A Journey into the Linux Scheduler

synergy20 · on July 4, 2022

Great write!

When I started Linux I was confused by the cpu/processor scheduler and IO scheduler, would be even better if the article can point out the difference briefly.

In AI workload these days, how to schedule thousands of parallel threads(SIMD style) becomes more and more interesting, wish someone had a good write on that topic.

pca006132 · on July 4, 2022

By SIMD style do you mean really SIMD (hardware threads) or some kind of programming constructs? I don't think you need a software scheduler for the first case, and there shouldn't be thousands of threads on a single machine for the second case. (you can probably use a cluster, but the scheduler probably won't be scheduling those thousands of threads directly)

synergy20 · on July 4, 2022

I mean SIMT(CUDA style), or SPMD, and also Tensorflow host|device runtime scheduling, it's a mystery to me how Nvidia etc schedule the AI workload(along with intrinsic) to achieve huge volume parallelism.

Items:
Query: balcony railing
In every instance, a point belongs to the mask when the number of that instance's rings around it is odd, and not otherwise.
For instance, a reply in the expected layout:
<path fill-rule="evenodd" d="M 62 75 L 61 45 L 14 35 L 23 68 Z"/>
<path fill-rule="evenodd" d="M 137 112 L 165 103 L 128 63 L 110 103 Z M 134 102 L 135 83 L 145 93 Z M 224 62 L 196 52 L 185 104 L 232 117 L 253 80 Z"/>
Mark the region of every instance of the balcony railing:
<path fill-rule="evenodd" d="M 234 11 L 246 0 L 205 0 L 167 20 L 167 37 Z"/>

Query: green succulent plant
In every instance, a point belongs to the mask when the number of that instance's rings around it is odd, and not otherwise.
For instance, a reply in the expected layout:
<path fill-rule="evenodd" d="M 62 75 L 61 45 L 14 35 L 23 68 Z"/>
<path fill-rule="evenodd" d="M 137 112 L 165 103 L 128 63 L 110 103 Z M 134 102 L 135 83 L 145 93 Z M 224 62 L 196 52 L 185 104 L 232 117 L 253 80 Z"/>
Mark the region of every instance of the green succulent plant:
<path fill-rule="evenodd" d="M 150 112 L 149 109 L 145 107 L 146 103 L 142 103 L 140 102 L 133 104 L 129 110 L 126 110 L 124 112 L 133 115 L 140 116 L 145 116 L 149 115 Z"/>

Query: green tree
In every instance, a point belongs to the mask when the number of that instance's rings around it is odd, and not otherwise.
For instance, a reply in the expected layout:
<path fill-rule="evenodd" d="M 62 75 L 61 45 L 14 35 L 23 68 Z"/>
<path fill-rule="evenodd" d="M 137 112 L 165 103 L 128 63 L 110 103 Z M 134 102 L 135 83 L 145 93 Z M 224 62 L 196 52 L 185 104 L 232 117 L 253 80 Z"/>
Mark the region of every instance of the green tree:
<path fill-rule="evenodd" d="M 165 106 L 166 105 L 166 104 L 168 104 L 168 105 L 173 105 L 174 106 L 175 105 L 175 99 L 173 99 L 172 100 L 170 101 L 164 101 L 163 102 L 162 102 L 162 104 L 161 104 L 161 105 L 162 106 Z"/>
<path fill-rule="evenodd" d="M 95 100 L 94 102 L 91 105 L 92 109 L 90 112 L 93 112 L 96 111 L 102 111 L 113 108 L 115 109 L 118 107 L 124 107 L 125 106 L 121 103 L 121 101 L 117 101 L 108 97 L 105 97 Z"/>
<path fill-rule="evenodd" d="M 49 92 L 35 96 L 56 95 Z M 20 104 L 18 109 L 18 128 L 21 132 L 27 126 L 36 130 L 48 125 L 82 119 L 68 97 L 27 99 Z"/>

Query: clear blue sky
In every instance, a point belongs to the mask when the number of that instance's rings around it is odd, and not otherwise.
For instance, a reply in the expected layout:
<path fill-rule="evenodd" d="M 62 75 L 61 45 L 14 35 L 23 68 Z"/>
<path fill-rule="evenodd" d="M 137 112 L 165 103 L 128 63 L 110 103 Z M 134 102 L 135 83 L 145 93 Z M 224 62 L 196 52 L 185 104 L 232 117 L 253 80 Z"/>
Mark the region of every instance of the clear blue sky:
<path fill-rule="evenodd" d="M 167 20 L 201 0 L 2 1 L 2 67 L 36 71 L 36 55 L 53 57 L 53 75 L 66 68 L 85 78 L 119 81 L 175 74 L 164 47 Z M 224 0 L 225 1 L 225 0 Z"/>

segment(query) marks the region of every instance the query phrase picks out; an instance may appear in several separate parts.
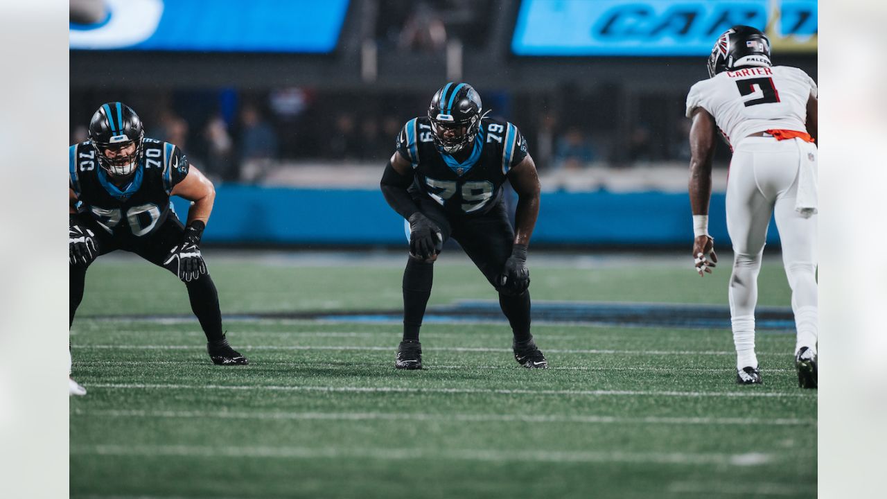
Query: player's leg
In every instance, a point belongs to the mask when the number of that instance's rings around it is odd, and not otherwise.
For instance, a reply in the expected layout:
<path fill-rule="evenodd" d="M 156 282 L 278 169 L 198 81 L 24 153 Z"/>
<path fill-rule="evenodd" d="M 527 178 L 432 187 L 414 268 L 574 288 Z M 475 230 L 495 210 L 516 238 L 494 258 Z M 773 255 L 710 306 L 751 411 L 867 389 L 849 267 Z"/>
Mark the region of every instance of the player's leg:
<path fill-rule="evenodd" d="M 163 225 L 157 228 L 154 234 L 147 236 L 139 244 L 128 249 L 149 262 L 169 270 L 176 274 L 175 269 L 164 265 L 169 250 L 182 243 L 184 227 L 175 216 L 170 215 Z M 177 277 L 177 274 L 176 274 Z M 191 310 L 194 313 L 203 333 L 207 336 L 207 350 L 213 363 L 218 365 L 247 364 L 246 357 L 231 347 L 222 329 L 222 311 L 219 308 L 219 295 L 209 273 L 200 275 L 198 279 L 184 281 L 188 289 L 188 301 Z"/>
<path fill-rule="evenodd" d="M 508 319 L 514 335 L 512 346 L 515 360 L 524 367 L 546 368 L 548 362 L 536 346 L 530 331 L 530 290 L 514 295 L 498 288 L 498 278 L 511 256 L 514 242 L 514 229 L 504 204 L 499 203 L 483 216 L 454 225 L 453 239 L 459 242 L 487 281 L 497 288 L 499 307 Z"/>
<path fill-rule="evenodd" d="M 82 229 L 88 229 L 89 232 L 84 232 L 82 235 L 88 235 L 91 239 L 90 244 L 94 248 L 95 251 L 92 252 L 92 256 L 98 257 L 101 255 L 105 255 L 114 251 L 117 249 L 117 245 L 114 243 L 114 240 L 108 235 L 104 229 L 98 226 L 98 224 L 90 220 L 88 218 L 82 218 L 78 221 Z M 73 238 L 75 239 L 75 238 Z M 69 244 L 75 244 L 76 242 L 71 242 Z M 73 248 L 72 248 L 73 250 Z M 86 286 L 86 271 L 95 261 L 95 258 L 87 257 L 84 261 L 82 259 L 82 255 L 85 253 L 79 253 L 79 257 L 73 257 L 68 262 L 68 328 L 74 324 L 74 316 L 77 313 L 77 308 L 80 306 L 80 303 L 83 299 L 83 289 Z M 73 359 L 71 357 L 71 344 L 68 340 L 68 352 L 67 352 L 67 376 L 68 376 L 68 394 L 69 395 L 85 395 L 86 389 L 80 385 L 76 381 L 71 377 Z"/>
<path fill-rule="evenodd" d="M 84 230 L 90 231 L 84 235 L 91 234 L 89 237 L 92 240 L 91 244 L 95 248 L 95 251 L 92 253 L 93 257 L 91 259 L 87 258 L 87 261 L 83 261 L 80 257 L 75 257 L 68 262 L 68 328 L 74 324 L 74 316 L 77 313 L 77 308 L 80 307 L 80 302 L 83 299 L 83 289 L 86 286 L 86 270 L 92 265 L 95 258 L 118 249 L 114 239 L 95 222 L 83 218 L 78 224 Z M 75 243 L 74 242 L 69 242 L 69 244 Z"/>
<path fill-rule="evenodd" d="M 812 146 L 805 146 L 812 148 Z M 802 152 L 806 154 L 806 151 Z M 815 388 L 819 337 L 818 289 L 816 284 L 817 215 L 805 216 L 795 210 L 797 180 L 776 200 L 775 218 L 782 245 L 782 263 L 791 287 L 791 309 L 795 313 L 797 337 L 795 360 L 798 384 Z"/>
<path fill-rule="evenodd" d="M 450 237 L 450 223 L 446 213 L 431 200 L 416 200 L 422 214 L 430 218 L 441 229 L 444 241 Z M 405 220 L 404 230 L 407 242 L 410 239 L 410 224 Z M 434 281 L 435 264 L 412 256 L 407 257 L 404 270 L 404 337 L 397 345 L 395 367 L 400 369 L 422 368 L 422 345 L 419 341 L 419 331 L 422 327 L 425 309 L 431 297 Z"/>
<path fill-rule="evenodd" d="M 755 353 L 755 306 L 757 274 L 773 204 L 761 192 L 757 176 L 756 154 L 738 148 L 730 162 L 726 224 L 734 250 L 730 321 L 736 347 L 737 382 L 743 384 L 760 383 Z"/>

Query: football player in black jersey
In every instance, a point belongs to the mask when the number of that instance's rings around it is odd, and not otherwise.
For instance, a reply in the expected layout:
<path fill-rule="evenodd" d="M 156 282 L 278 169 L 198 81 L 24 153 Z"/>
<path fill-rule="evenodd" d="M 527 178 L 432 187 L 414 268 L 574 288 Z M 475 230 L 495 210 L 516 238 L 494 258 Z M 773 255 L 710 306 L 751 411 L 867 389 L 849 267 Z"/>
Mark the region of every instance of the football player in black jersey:
<path fill-rule="evenodd" d="M 216 197 L 212 183 L 175 145 L 145 137 L 138 115 L 121 102 L 96 111 L 89 140 L 71 146 L 69 163 L 70 322 L 90 264 L 115 250 L 131 251 L 184 282 L 214 363 L 247 364 L 222 331 L 218 293 L 200 255 Z M 186 226 L 171 195 L 193 202 Z"/>
<path fill-rule="evenodd" d="M 539 211 L 536 164 L 517 127 L 487 113 L 471 85 L 447 83 L 435 93 L 427 116 L 404 126 L 385 167 L 382 193 L 410 231 L 398 368 L 422 368 L 419 329 L 435 260 L 451 237 L 498 291 L 514 335 L 514 359 L 525 368 L 548 367 L 530 333 L 527 245 Z M 502 200 L 506 180 L 518 194 L 516 233 Z"/>

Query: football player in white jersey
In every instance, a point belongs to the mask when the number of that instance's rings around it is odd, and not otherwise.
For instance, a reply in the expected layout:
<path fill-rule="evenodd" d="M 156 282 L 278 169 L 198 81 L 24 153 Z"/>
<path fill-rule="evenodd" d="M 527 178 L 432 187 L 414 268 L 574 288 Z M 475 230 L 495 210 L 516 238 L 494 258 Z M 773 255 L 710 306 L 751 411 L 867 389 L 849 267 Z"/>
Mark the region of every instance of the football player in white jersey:
<path fill-rule="evenodd" d="M 726 187 L 726 224 L 734 252 L 730 318 L 736 345 L 736 382 L 761 383 L 755 355 L 757 273 L 773 214 L 791 286 L 799 386 L 817 386 L 816 83 L 797 67 L 772 66 L 770 41 L 748 26 L 720 36 L 709 57 L 708 80 L 687 98 L 690 130 L 693 256 L 700 275 L 718 257 L 708 234 L 711 158 L 719 132 L 733 159 Z"/>

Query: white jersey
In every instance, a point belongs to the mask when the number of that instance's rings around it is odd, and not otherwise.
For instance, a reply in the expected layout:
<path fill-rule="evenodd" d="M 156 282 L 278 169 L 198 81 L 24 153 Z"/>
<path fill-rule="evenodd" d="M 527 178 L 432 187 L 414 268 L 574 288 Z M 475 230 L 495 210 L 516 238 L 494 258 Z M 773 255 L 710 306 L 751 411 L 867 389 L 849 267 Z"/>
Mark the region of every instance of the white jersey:
<path fill-rule="evenodd" d="M 765 130 L 806 131 L 807 100 L 816 83 L 789 66 L 723 71 L 690 88 L 687 117 L 702 107 L 715 118 L 731 147 Z"/>

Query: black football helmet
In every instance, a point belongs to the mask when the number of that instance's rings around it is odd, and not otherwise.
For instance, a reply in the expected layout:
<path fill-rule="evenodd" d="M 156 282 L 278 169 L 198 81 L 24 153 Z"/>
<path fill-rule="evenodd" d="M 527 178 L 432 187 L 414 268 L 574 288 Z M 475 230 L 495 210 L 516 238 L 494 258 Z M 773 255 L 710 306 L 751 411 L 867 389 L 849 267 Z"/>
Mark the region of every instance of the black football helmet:
<path fill-rule="evenodd" d="M 122 102 L 102 104 L 92 115 L 89 138 L 98 153 L 98 165 L 108 175 L 129 177 L 136 171 L 144 149 L 145 129 L 129 106 Z"/>
<path fill-rule="evenodd" d="M 709 77 L 742 66 L 773 66 L 770 40 L 750 26 L 734 26 L 718 38 L 709 56 Z"/>
<path fill-rule="evenodd" d="M 481 114 L 483 110 L 481 96 L 468 83 L 450 82 L 444 85 L 435 93 L 428 107 L 435 145 L 451 154 L 471 144 L 486 115 Z"/>

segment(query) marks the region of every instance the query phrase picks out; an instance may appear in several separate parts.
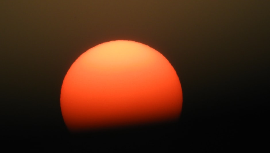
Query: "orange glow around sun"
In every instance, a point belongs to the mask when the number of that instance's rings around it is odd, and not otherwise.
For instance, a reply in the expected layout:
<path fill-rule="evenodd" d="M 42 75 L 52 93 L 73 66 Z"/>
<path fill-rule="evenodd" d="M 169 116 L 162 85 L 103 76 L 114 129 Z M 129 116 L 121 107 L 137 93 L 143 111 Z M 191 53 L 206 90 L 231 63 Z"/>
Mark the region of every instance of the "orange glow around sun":
<path fill-rule="evenodd" d="M 94 47 L 72 64 L 60 98 L 72 132 L 177 119 L 182 102 L 176 71 L 161 54 L 131 41 Z"/>

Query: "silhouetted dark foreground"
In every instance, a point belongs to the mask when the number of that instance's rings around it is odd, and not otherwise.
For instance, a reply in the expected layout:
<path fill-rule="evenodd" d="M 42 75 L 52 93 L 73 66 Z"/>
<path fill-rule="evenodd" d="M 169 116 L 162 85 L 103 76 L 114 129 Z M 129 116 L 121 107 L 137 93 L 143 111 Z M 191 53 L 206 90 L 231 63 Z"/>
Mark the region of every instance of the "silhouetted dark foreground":
<path fill-rule="evenodd" d="M 9 150 L 39 152 L 262 150 L 266 144 L 262 139 L 268 133 L 261 115 L 266 111 L 260 115 L 255 112 L 246 112 L 245 115 L 250 115 L 248 119 L 231 112 L 226 116 L 217 114 L 189 120 L 183 117 L 178 122 L 76 134 L 70 133 L 64 127 L 60 131 L 41 128 L 10 133 L 2 138 Z"/>

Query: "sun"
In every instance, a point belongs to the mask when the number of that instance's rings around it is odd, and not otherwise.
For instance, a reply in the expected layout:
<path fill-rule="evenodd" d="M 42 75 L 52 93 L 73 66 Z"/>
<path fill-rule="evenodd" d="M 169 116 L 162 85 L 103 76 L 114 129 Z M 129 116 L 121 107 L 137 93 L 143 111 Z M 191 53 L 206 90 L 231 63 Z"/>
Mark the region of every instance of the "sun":
<path fill-rule="evenodd" d="M 182 89 L 159 52 L 134 41 L 105 42 L 81 55 L 67 72 L 61 110 L 71 132 L 176 119 Z"/>

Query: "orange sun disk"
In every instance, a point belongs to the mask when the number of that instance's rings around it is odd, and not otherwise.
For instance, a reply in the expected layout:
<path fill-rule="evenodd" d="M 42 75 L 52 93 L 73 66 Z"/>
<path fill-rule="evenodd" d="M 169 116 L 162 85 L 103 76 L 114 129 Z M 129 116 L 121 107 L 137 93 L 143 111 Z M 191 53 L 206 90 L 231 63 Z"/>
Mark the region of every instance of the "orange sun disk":
<path fill-rule="evenodd" d="M 182 96 L 176 72 L 161 54 L 119 40 L 77 59 L 64 79 L 60 101 L 66 125 L 76 132 L 177 119 Z"/>

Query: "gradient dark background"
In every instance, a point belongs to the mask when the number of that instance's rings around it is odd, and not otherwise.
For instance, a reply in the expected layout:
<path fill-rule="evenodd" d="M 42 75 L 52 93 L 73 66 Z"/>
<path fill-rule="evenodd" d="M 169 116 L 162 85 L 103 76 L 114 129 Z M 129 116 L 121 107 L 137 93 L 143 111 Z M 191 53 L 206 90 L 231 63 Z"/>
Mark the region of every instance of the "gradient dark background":
<path fill-rule="evenodd" d="M 268 1 L 1 1 L 3 145 L 39 152 L 268 149 L 269 9 Z M 147 44 L 170 61 L 182 86 L 180 119 L 70 134 L 60 106 L 66 73 L 88 49 L 119 39 Z"/>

Exercise objective:
Edit the part of the Linux scheduler discussion starting at "Great write!" and ending at "of threads directly)" so that "tasks" replaces every occurrence of "threads", and give that part again.

Result of the exercise:
Great write!

When I started Linux I was confused by the cpu/processor scheduler and IO scheduler, would be even better if the article can point out the difference briefly.

In AI workload these days, how to schedule thousands of parallel tasks(SIMD style) becomes more and more interesting, wish someone had a good write on that topic.

pca006132 · on July 4, 2022

By SIMD style do you mean really SIMD (hardware tasks) or some kind of programming constructs? I don't think you need a software scheduler for the first case, and there shouldn't be thousands of tasks on a single machine for the second case. (you can probably use a cluster, but the scheduler probably won't be scheduling those thousands of tasks directly)